-- BEGIN SOURCE MATERIAL --

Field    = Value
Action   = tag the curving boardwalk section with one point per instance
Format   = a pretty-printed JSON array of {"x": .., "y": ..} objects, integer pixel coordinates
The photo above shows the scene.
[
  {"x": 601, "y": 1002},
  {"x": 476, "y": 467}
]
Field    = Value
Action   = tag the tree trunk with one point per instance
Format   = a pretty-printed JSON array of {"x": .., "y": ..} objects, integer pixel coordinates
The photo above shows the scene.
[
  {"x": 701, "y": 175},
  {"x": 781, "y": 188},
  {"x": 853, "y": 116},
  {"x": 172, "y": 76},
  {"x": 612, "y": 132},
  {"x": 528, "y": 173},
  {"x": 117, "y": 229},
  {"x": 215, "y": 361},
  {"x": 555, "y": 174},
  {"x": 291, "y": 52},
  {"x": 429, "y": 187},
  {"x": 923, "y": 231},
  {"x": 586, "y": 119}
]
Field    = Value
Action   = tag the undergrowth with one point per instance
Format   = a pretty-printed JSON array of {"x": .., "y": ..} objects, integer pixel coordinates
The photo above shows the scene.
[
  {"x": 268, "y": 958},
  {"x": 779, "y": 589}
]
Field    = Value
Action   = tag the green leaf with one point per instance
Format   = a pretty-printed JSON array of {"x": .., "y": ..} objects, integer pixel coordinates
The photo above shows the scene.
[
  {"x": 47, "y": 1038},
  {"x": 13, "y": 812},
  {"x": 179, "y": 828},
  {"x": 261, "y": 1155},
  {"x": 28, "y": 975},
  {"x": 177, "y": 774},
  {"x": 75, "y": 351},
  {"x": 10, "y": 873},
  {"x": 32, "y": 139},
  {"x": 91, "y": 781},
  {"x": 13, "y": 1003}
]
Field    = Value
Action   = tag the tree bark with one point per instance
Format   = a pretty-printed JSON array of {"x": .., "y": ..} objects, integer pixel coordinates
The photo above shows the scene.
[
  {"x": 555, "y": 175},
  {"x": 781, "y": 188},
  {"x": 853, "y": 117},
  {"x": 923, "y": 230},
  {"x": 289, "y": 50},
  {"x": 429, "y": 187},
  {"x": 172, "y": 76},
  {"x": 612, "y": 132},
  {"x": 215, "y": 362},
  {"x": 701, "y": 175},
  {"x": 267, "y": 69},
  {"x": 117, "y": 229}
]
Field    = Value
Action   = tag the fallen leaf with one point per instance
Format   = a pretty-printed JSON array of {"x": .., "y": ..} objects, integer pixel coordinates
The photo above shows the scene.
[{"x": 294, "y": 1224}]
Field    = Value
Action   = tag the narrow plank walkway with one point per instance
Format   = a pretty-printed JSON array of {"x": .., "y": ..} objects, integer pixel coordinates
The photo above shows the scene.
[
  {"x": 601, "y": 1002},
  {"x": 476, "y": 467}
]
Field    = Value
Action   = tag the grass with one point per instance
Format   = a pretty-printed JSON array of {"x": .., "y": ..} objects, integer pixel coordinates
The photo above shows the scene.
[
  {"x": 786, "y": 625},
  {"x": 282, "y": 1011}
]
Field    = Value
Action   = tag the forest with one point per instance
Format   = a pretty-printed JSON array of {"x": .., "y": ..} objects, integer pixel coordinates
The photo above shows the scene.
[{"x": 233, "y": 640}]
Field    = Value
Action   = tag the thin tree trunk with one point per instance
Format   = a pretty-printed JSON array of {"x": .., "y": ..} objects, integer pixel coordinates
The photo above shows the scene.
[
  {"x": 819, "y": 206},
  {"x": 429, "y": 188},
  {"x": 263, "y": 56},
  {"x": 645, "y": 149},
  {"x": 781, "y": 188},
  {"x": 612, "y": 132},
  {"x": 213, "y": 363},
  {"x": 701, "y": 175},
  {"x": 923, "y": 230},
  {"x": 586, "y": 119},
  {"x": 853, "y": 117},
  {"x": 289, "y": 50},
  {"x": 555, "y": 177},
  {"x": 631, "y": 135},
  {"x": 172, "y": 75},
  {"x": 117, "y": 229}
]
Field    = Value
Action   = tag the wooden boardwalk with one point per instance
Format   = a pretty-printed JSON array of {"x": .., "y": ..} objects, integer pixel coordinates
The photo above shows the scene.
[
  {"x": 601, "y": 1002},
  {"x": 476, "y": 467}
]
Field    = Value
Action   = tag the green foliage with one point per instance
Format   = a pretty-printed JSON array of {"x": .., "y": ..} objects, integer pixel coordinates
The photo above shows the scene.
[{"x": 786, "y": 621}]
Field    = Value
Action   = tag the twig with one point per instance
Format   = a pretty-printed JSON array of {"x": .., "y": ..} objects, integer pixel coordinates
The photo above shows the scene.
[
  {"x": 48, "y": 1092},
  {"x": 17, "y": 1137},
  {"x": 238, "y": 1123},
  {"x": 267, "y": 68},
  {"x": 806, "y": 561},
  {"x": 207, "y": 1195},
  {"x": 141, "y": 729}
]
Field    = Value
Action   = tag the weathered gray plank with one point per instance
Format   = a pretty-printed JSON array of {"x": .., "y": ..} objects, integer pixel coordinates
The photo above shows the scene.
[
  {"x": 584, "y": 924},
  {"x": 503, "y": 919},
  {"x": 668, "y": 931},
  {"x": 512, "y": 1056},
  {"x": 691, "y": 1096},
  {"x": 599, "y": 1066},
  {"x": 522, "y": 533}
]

-- END SOURCE MATERIAL --

• AIM:
Without leaving anything out, quote all the data.

• WRITTEN ANSWER:
Field    = Value
Action   = tag the curving boardwalk section with one point per instance
Format   = a pretty-printed JSON array of {"x": .., "y": ..} objects, integer pixel coordinates
The photo above shows the scene.
[
  {"x": 601, "y": 1002},
  {"x": 476, "y": 467}
]
Field    = Value
Action   = tag the tree trunk with one point per instance
Format   = a pretty-printed JSON array of {"x": .., "y": ..} objects, integer pixel coordinates
The photo above shows the scene.
[
  {"x": 701, "y": 175},
  {"x": 781, "y": 188},
  {"x": 853, "y": 116},
  {"x": 172, "y": 76},
  {"x": 612, "y": 132},
  {"x": 528, "y": 173},
  {"x": 117, "y": 229},
  {"x": 215, "y": 361},
  {"x": 555, "y": 174},
  {"x": 291, "y": 52},
  {"x": 429, "y": 187},
  {"x": 923, "y": 231},
  {"x": 586, "y": 119}
]
Field    = Value
Action   = tag the undergrowth with one point per instance
Format   = a pretty-printed JSON array of {"x": .., "y": ..} objects, integer pixel coordinates
The photo above shows the scene.
[
  {"x": 268, "y": 958},
  {"x": 779, "y": 589}
]
Field    = Value
Action   = tag the green leaf with one point per instance
Format   = a pretty-printed JSON array of {"x": .., "y": ..} objects, integer pixel coordinates
The photo above shows the scene.
[
  {"x": 47, "y": 1038},
  {"x": 13, "y": 812},
  {"x": 179, "y": 828},
  {"x": 261, "y": 1155},
  {"x": 28, "y": 975},
  {"x": 177, "y": 774},
  {"x": 75, "y": 351},
  {"x": 10, "y": 873},
  {"x": 32, "y": 139},
  {"x": 91, "y": 781},
  {"x": 13, "y": 1003}
]
Field    = Value
Action   = tag the tree bark with one point per instance
Format   = a pretty-printed JSON array of {"x": .., "y": ..} objects, integer pixel coordinates
The photo above shows the scene.
[
  {"x": 555, "y": 175},
  {"x": 781, "y": 188},
  {"x": 853, "y": 117},
  {"x": 923, "y": 230},
  {"x": 289, "y": 50},
  {"x": 429, "y": 187},
  {"x": 172, "y": 76},
  {"x": 612, "y": 132},
  {"x": 215, "y": 362},
  {"x": 701, "y": 175},
  {"x": 267, "y": 69},
  {"x": 117, "y": 229}
]
Field    = Value
Action   = tag the fallen leaf with one point per instance
Format   = a pretty-printed JSON array of {"x": .., "y": ..} objects, integer pixel coordinates
The photo above shows the scene.
[{"x": 294, "y": 1224}]
Field    = Value
Action   = tag the narrow plank walkway with one point per instance
Format   = a pretty-printed JSON array of {"x": .., "y": ..} objects, integer pixel coordinates
The photo above shows the scene.
[
  {"x": 601, "y": 1002},
  {"x": 476, "y": 467}
]
Field    = Value
Action   = tag the grass with one point per instance
Format   = a pretty-printed JSON array of {"x": .., "y": ..} objects, integer pixel coordinates
The photo above shows the scene.
[
  {"x": 786, "y": 625},
  {"x": 282, "y": 1011}
]
Field    = Value
Action   = tag the forest with one point per instance
Format   = a pretty-printed JSON array of {"x": .., "y": ..} objects, integer pixel coordinates
The photo above shows the scene.
[{"x": 233, "y": 640}]
Field    = Value
Action   = tag the thin tree trunk with one point per instance
Format   = a pretty-printed JSON array of {"x": .., "y": ..} objects, integer pixel coordinates
The photo above shows the scene.
[
  {"x": 819, "y": 206},
  {"x": 429, "y": 188},
  {"x": 263, "y": 56},
  {"x": 645, "y": 149},
  {"x": 781, "y": 188},
  {"x": 612, "y": 132},
  {"x": 213, "y": 363},
  {"x": 701, "y": 175},
  {"x": 923, "y": 230},
  {"x": 586, "y": 119},
  {"x": 853, "y": 117},
  {"x": 289, "y": 50},
  {"x": 555, "y": 177},
  {"x": 631, "y": 135},
  {"x": 172, "y": 75},
  {"x": 117, "y": 229}
]
Field    = Value
Action   = tag the wooden boardwalk with one point per instance
Format   = a pretty-printed JSON array of {"x": .., "y": ..} objects, integer pixel coordinates
The photo above shows the scene.
[
  {"x": 601, "y": 1002},
  {"x": 476, "y": 467}
]
Field    = Value
Action   = tag the green foliage with one point per instance
Format   = a pretty-printed JSON array of {"x": .., "y": ..} objects, integer pixel coordinates
The photo above shows the scene.
[{"x": 786, "y": 621}]
Field    = Value
Action   = tag the twig with one point per instance
Format   = a pretty-printed JSON array of {"x": .., "y": ..} objects, integer pixel coordinates
The photo above shows the scene.
[
  {"x": 48, "y": 1092},
  {"x": 17, "y": 1137},
  {"x": 238, "y": 1123},
  {"x": 267, "y": 68},
  {"x": 806, "y": 561},
  {"x": 207, "y": 1195},
  {"x": 141, "y": 729}
]
Field    = Value
Action   = tag the weathered gray plank with one point per instance
Format   = a pretty-printed JSON array of {"x": .., "y": ..} objects, integer pixel coordinates
The photo above shows the scene.
[
  {"x": 584, "y": 924},
  {"x": 503, "y": 919},
  {"x": 668, "y": 931},
  {"x": 512, "y": 1056},
  {"x": 691, "y": 1096},
  {"x": 599, "y": 1066},
  {"x": 522, "y": 533}
]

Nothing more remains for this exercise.